TEXT PASSAGE:
#995 – Unicode Code Points

Unicode maps characters into their corresponding code points, i.e. a numeric value that represents that character.  The full set of possible Unicode values ranges from 0 to 10FFFF (hex), for a total of 1,114,112 possible values.

The full set of possible Unicode values is divided into 17 sets of 65,536 values, known as planes.  Each plane is identified numerically by the first 5 bits of the code point.  For example:

  • Plane 0: 000000 – 00FFFF
  • Plane 1: 010000 – 01FFFF
  • etc.
  • Plane 16: 100000 – 10FFFF

Plane 0, also known as the Basic Multilingual Plane, contains code points representing characters in most of the world’s alphabets.  This include Latin alphabets, as well as Asian scripts like CJK, Katakana and Hiragana.

Other planes contain less common characters.  For example, plane 1, known as the Supplementary Multilingual Plane (SMP) contains characters from ancient alphabets, hieroglyphics, and musical symbols.

The Unicode standard has currently only defined a mapping for about 10% of all of the possible code point values.

#994 – Unicode Basics

To store alphabetic characters or other written characters on a computer system, either in memory or on disk, we need to encode each character so that we can store some numeric value that represents the character.  The numeric values are, ultimately, just bit patterns–where each bit pattern represents some character.

Unicode is a standard that specifies methods for encoding all characters from the written languages of the world.  This includes the ability to encode more than 1 million unique characters.  Unicode is the standard used for all web-based traffic (HTML and XML) and for storing character data on most modern operating systems (e.g. Windows, OS X, Unix).

The Unicode standard defines a number of different character encodings.  The most common are:

  • UTF-8 – Variable number of bytes used, from 1-4 bytes.  English characters use only 1 byte.
  • UTF-16 – Uses 2 bytes for most common characters, 4 bytes for other characters.

#993 – Some Examples of Characters

Given that the System.Char data type (char) can store any Unicode character, encoded using UTF-16, below are some examples of valid characters.

Here is the list that we bind to, to display some characters:

            CharList = new ObservableCollection<char>
            {
                'a', 'Z', '.', '$', '\x00e1', '\x00e7', '\x0398', '\x03a9',
                '\x0429', '\x046c', '\x05d4', '\x05da', '\x0626', '\x0643',
                '\x0b92', '\x0caf', '\x0e0d', '\x1251', '\x13ca', '\x14cf',
                '\x21bb', '\x21e9', '\x222d', '\x2285', '\x2466', '\x2528',
                '\x2592', '\x265a', '\x265e', '\x2738', '\x3062', '\x3063',
                '\x3082', '\x3071', '\x3462', '\x3463', '\x3464', '\x3485',
                '\x5442', '\x54e1', '\x5494', '\xac21', '\xae25', '\xfc45',
                '\xfce8'
            };

993-001

#992 – The System.Char Data Type

In C#, the char keyword is a synonym for the System.Char data type in the Base Class Library (BCL).  An instance of a char represents a single character, i.e. a single unit that is part of a written language.

DATASET SECTION:
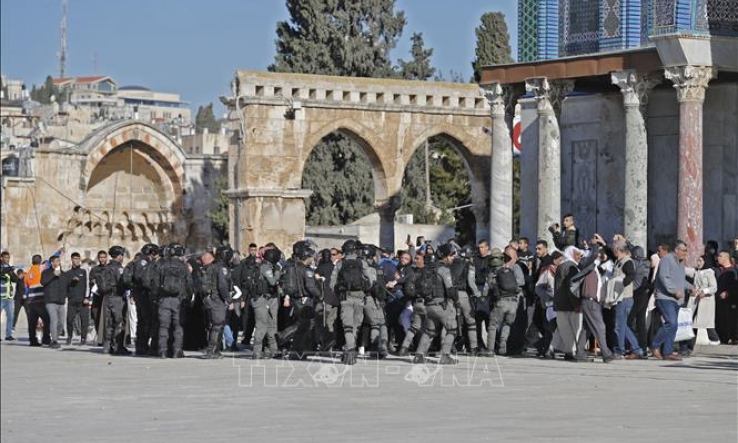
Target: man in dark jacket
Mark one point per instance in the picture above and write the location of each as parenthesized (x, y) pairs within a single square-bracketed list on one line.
[(76, 282), (55, 294), (326, 308), (566, 236)]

SET EXERCISE 1:
Answer these questions from the Unicode passage above:
(a) How many planes is the full set of possible Unicode values divided into?
(b) How many bytes does UTF-8 use for English characters?
(c) In C#, which data type is the char keyword a synonym for?
SET EXERCISE 2:
From the Unicode passage above, return the stretch from "#994 – Unicode Basics" through "OS X, Unix).".
SET EXERCISE 3:
Resume the Unicode passage above from the point where it stops.
The listing above comes from a separate source.

EXERCISE RESPONSE 1:
(a) 17
(b) 1 byte
(c) System.Char

EXERCISE RESPONSE 2:
#994 – Unicode Basics

To store alphabetic characters or other written characters on a computer system, either in memory or on disk, we need to encode each character so that we can store some numeric value that represents the character.  The numeric values are, ultimately, just bit patterns–where each bit pattern represents some character.

Unicode is a standard that specifies methods for encoding all characters from the written languages of the world.  This includes the ability to encode more than 1 million unique characters.  Unicode is the standard used for all web-based traffic (HTML and XML) and for storing character data on most modern operating systems (e.g. Windows, OS X, Unix).

EXERCISE RESPONSE 3:
Some examples of characters, all of which can be represented by a char:

  • Uppercase or lowercase alphabetic characters from the English (Latin) alphabet (a..z, A..Z)
  • Accented alphabetic characters
  • Alphabetic characters from other alphabets (e.g. Greek, Cyrillic, Hebrew, Chinese, Arabic, etc).
  • Punctuation marks  (e.g. ! , = [ {, etc).
  • Numeric digits (0..9)
  • Control or formatting characters (e.g. end-of-line, delete)
  • Mathematical and musical symbols
  • Special graphical glyphs (e.g. trademark symbol, smiley face)

A character stored in an instance of a char takes up 2 bytes (16 bits).  The values are encoded as Unicode characters, using the UTF-16 encoding.

#773 – Reversing a String that Contains Unicode Characters Expressed as Surrogate Pairs

You can use the Reverse method to reverse the characters in a .NET-based string.  This method works if the string contains Unicode characters that can be expressed as 2-byte UTF16 code points.  This subset of Unicode is known as the Basic Multilingual Plane (BMP) and is able to represent 65,536 unique code points.

UTF16 can represent Unicode code points outside the BMP through the use of surrogate pairs.  Within a series of 16-bit characters, a 32-bit character can appear, stored as a pair of normal UTF16 words.

In practice, it’s quite rare to encounter Unicode characters outside of the BMP, given that this plane can represent characters from most living languages.

To reverse a string that contains surrogate pairs, you can use the Microsoft.VisualBasic.Strings.StrReverse method.

            // 8 byte string includes surrogate pair
            string s = "A𠈓C";

            // Won't handle surrogate pair
            string s2 = new string(s.Reverse().ToArray());

            // Will handle surrogate pair
            string s3 = Microsoft.VisualBasic.Strings.StrReverse(s);

773-001

#476 – Don’t Use Unicode Escape Sequences in Identifiers

Although you can embed Unicode escape sequences within identifiers in a C# program, you shouldn’t.  Including escape sequences makes the identifiers in the code less readable.

You can include Unicode characters for any Unicode character in the range of U+0000 to U+FFFF and the glyph will show up correctly in Visual Studio, if you have the proper fonts installed.  You can also enter these characters directly using the appropriate international keyboard.

In  the example below, we declare an identifier that includes the letter ‘c’ with a “cedilla”, using the Unicode value of U+00E7 for the cedilla.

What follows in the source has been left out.